# [Dataset excerpts]
*-*-*

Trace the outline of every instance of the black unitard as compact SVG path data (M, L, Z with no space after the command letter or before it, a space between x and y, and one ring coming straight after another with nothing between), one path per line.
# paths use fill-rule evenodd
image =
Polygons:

*-*-*

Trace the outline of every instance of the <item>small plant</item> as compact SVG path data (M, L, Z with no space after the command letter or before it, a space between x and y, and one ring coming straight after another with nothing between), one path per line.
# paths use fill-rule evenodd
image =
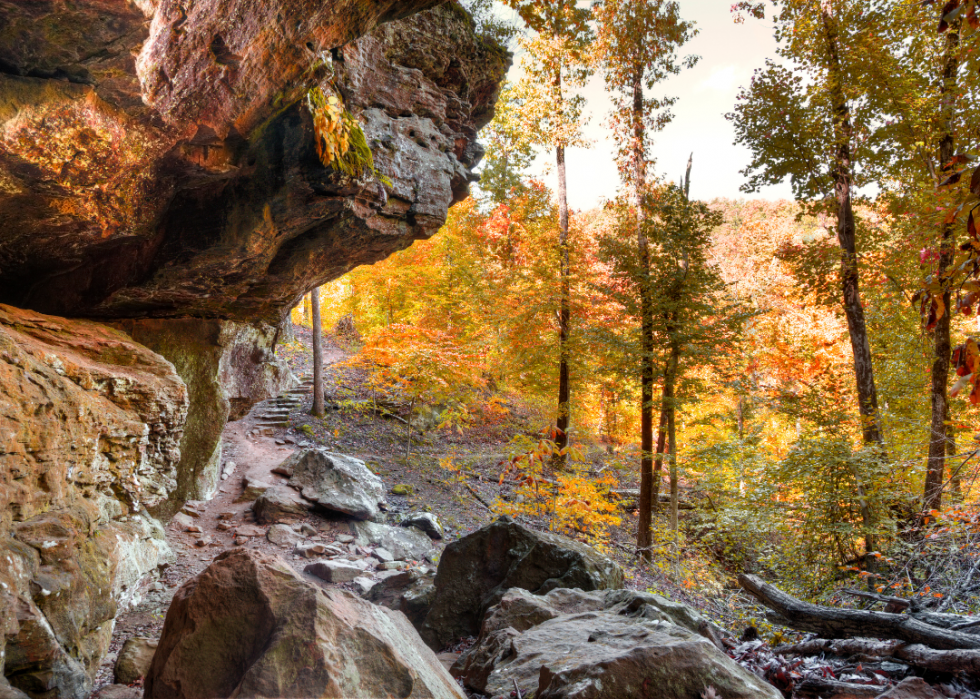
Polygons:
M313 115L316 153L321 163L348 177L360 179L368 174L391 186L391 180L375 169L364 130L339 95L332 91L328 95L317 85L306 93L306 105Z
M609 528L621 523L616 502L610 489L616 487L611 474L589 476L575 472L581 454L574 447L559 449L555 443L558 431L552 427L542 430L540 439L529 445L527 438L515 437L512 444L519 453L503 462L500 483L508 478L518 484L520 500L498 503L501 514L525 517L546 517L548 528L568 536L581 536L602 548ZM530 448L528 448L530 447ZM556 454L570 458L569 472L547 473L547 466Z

*-*-*

# [Task statement]
Some lines above may hold the word "outline"; say how many do, giving nothing besides the number.

# [The completed task]
2